>>>

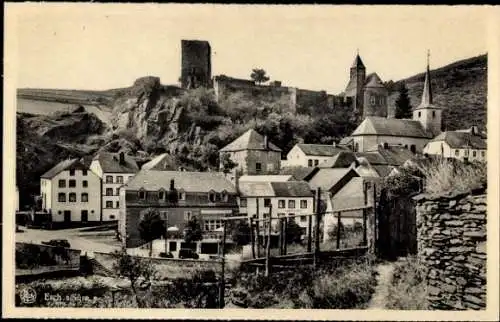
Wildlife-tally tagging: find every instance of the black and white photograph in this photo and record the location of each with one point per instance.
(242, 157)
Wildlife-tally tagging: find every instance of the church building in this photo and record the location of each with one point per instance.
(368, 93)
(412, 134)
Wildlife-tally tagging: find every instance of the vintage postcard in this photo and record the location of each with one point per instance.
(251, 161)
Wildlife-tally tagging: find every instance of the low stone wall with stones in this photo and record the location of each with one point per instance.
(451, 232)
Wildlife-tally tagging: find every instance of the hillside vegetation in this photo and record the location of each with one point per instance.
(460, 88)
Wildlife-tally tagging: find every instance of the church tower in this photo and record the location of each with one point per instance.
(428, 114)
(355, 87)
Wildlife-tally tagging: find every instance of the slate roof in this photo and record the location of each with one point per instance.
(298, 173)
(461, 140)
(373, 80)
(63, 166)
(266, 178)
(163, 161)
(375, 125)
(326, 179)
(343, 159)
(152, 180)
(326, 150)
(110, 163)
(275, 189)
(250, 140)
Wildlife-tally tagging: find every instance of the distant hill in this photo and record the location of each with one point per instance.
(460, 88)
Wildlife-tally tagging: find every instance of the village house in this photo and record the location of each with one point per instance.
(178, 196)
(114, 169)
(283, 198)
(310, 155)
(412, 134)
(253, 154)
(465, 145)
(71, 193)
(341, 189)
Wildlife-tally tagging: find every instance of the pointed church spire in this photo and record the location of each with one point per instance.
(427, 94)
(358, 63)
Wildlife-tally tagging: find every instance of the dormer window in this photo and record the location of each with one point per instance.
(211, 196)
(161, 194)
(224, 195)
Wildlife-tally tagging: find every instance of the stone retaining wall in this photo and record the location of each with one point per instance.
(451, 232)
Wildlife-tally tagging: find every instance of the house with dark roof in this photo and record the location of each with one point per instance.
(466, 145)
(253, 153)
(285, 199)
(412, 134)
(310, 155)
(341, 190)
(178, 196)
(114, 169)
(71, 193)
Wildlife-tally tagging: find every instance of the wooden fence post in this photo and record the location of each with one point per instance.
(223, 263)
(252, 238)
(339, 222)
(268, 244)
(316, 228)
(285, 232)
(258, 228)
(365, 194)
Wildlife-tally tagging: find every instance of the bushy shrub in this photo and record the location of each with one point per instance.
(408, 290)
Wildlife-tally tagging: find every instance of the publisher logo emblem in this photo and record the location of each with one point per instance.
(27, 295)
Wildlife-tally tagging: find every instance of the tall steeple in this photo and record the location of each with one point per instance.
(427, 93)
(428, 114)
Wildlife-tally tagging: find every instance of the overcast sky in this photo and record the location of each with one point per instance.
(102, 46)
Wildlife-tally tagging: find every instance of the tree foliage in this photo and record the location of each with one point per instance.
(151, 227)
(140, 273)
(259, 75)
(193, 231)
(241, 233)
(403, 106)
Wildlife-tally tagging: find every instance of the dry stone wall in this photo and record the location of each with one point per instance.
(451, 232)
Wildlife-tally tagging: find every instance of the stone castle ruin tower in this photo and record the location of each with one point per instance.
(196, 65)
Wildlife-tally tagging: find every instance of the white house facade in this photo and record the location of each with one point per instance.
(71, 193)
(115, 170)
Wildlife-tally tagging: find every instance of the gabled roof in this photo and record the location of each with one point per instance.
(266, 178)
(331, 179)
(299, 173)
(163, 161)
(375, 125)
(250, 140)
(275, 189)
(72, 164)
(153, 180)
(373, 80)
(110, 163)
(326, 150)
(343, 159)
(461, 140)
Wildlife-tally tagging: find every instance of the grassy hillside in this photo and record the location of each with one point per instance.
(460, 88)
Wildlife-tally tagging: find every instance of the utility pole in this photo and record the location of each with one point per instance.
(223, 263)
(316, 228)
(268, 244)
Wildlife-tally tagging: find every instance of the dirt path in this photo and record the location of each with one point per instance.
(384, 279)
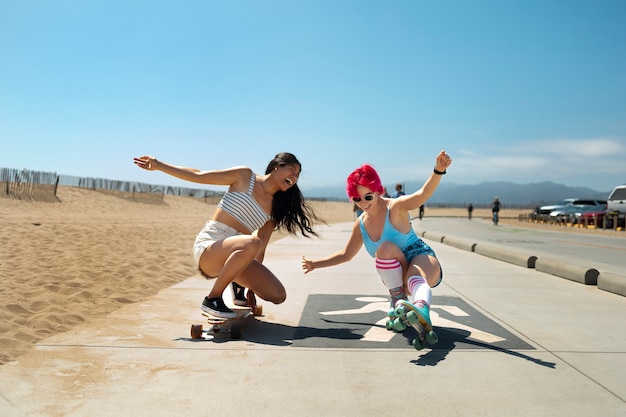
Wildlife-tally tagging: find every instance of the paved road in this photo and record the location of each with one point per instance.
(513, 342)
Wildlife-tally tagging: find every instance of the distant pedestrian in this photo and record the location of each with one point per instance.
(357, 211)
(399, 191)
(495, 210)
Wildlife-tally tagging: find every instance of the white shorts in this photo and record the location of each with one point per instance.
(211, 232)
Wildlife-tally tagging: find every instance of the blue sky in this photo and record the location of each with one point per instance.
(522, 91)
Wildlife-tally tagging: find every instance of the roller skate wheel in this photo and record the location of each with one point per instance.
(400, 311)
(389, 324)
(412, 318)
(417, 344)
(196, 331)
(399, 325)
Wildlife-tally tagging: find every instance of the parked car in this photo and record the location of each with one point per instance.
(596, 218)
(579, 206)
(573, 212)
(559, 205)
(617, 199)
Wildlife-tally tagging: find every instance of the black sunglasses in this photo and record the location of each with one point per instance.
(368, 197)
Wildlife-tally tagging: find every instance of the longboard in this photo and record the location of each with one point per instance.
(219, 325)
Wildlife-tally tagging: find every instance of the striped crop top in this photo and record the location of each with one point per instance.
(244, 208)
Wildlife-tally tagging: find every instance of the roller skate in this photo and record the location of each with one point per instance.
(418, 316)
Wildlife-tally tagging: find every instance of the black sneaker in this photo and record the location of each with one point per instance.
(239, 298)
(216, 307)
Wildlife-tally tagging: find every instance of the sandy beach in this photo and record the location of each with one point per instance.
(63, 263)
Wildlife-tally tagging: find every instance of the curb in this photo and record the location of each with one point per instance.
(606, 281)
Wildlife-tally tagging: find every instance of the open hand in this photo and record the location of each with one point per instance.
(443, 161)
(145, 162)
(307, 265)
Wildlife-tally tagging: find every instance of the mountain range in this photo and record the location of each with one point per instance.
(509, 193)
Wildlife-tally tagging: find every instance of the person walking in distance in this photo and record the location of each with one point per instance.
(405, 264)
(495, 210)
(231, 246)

<<<

Instructions to follow: Can you retype every one of the records above line for line, without including the pictures?

Solution for this task:
Wildlife-tally tagging: find every instance of the black and white photograph in this photo and record the location of each with one point per instance.
(242, 157)
Wildlife-tally tagging: find every instance of the church building in this photo and record the location of each with one point per instance.
(368, 93)
(412, 134)
Wildlife-tally tagging: find every instance of the vintage postcard in this photo and record the location of each with one point per instance.
(251, 161)
Wildlife-tally tagging: find every instance of the low stone wall with stones in this photo and record the location of each with one point per instance.
(451, 232)
Wildlife-tally tagging: find every instance of the hillside vegetation in this photo and record the location of each with one point per instance.
(460, 88)
Wildlife-tally tagging: find every instance of the church tower in this photo and record the location of each with one point per instance.
(428, 114)
(355, 87)
Wildlife-tally tagging: find every instance of the slate roof in this photo and record the location of each with one point per instance.
(298, 173)
(461, 140)
(373, 80)
(63, 166)
(266, 178)
(163, 161)
(375, 125)
(326, 179)
(343, 159)
(152, 180)
(326, 150)
(110, 163)
(275, 189)
(250, 140)
Wildlife-tally tagging: find every instance of the distant hill in this photo and record the location of each with one point per instance.
(460, 88)
Wildlife-tally tagging: find every instance of the village house in this photo and record the location of each with one point per instance.
(178, 196)
(114, 169)
(283, 198)
(310, 155)
(412, 134)
(253, 154)
(465, 145)
(71, 193)
(341, 189)
Wildlife-tally tagging: find every instance of the pointed church spire in this photo and record the location of each with one point per instance.
(427, 94)
(358, 63)
Wildlife-tally tagging: find every instance of the dormer window in this photo and record the location of each with one point per instance.
(211, 196)
(161, 194)
(224, 195)
Wildlife-tally tagging: find every instance of the stone retaining wall in this photo and record the location of each with one point per instance.
(451, 232)
Wildlife-tally tagging: find every instance of the house with dark roof in this photo and record the location of each with one point per instance.
(466, 145)
(253, 153)
(285, 199)
(412, 134)
(310, 155)
(341, 190)
(178, 196)
(114, 169)
(71, 193)
Wildlife-tally tagging: find every instance of the wooden fence post in this photo and record the location of each with one point per instance.
(223, 263)
(252, 238)
(339, 222)
(268, 244)
(316, 228)
(285, 232)
(258, 228)
(365, 194)
Wildlife-tally tagging: find every instance of the bushy shrub in this photo and record the location of each with one point per instance.
(408, 290)
Wildlife-tally tagging: find every instance of the publisher logo emblem in this photo and record the location of each with one point per instance.
(27, 295)
Wildlife-tally tagging: find every instance of the tall steeple in this photo and record the location of each with one point per instance.
(427, 93)
(428, 114)
Wildlife-tally tagging: find every instance of the overcast sky in this photo and record the location of each with one point per instance.
(102, 46)
Wildlife-tally tagging: find every instance of the tree foliage in this photo and record the location of each with one point per instance.
(151, 227)
(140, 273)
(259, 75)
(193, 231)
(241, 233)
(403, 106)
Wildlife-tally tagging: find every instance of the dry stone wall in this photo and record the location of each with one point per instance.
(451, 232)
Wildlife-tally tagging: find every instance of the stone castle ruin tower in this photo and record the location of each with one point per instance.
(196, 65)
Wildlife-tally tagging: find every instance of the white house facade in this photo and record the location of each with one point per instance.
(71, 193)
(115, 170)
Wildlife-tally tagging: find every instance of the gabled roof in this photo and record the location of each with one point per instance.
(266, 178)
(331, 179)
(299, 173)
(163, 161)
(375, 125)
(250, 140)
(275, 189)
(72, 164)
(153, 180)
(373, 80)
(110, 163)
(326, 150)
(343, 159)
(461, 140)
Wildlife-tally tagging: find every instance of the grassy hillside in this photo and record the location of each with one point per instance.
(460, 88)
Wildlife-tally tagging: find every instance of the utility pole in this photo and record the location of each with one point per instance.
(223, 263)
(316, 228)
(268, 244)
Wildlife-tally tagging: find every instance of the dirt path in this photo and record the location of each with one point per instance.
(384, 279)
Wildlife-tally tagging: find every instance of the paved road in this photo and record the location of each with one point per instance.
(513, 342)
Wildlife-tally tagging: find every instance of the distant pedestrian in this photo and record the location of each with one point per instance.
(357, 211)
(399, 191)
(495, 210)
Wildlife-tally tagging: find every instance of the white shorts in this photo and record the location of each with one point per instance.
(211, 232)
Wildlife-tally tagging: find every instance of the blue sky in this photo and record the location of each with one point per instance.
(522, 91)
Wildlife-tally tagging: find every instance of the roller skate wheel in this photo and record the location of each with one point per instance.
(400, 311)
(389, 324)
(412, 318)
(417, 344)
(196, 331)
(399, 325)
Wildlife-tally tagging: find every instance of the parked car in this photo and record the location of each with one point per instance.
(596, 218)
(579, 206)
(573, 212)
(559, 205)
(617, 199)
Wildlife-tally tagging: find every instance of the black sunglasses in this photo and record the location of each with one point per instance.
(368, 197)
Wildlife-tally tagging: find every instance of the longboard in this photo and record the location of each with one point per instance.
(219, 325)
Wildlife-tally tagging: find every instance of the striped crop top in this photo and record the location of each with one point per instance.
(244, 208)
Wildlife-tally tagging: find every instance of the roller skate in this photo and record the location of each with one point per instance.
(418, 316)
Wildlife-tally tagging: find every instance of the black sneaker in this photo and record the location of each with one point per instance.
(239, 298)
(216, 307)
Wildlife-tally tagging: find every instance of the sandy beach in this photo and record the location of each with one point per instance.
(63, 263)
Wildlife-tally tagging: find every instance of the curb in this photo and record the location of each with one point per instance.
(606, 281)
Wildlife-tally tagging: find every instance of the open hand in this photo and record the location of each with one point per instance.
(443, 161)
(145, 162)
(307, 265)
Wildlife-tally tagging: find every instance of the mountain range in this photo and record the location of each with one point per instance.
(509, 193)
Wildlife-tally tagging: find every instance of the person walking in distance in this photo and record the location of each with one point per instance.
(405, 264)
(495, 210)
(231, 246)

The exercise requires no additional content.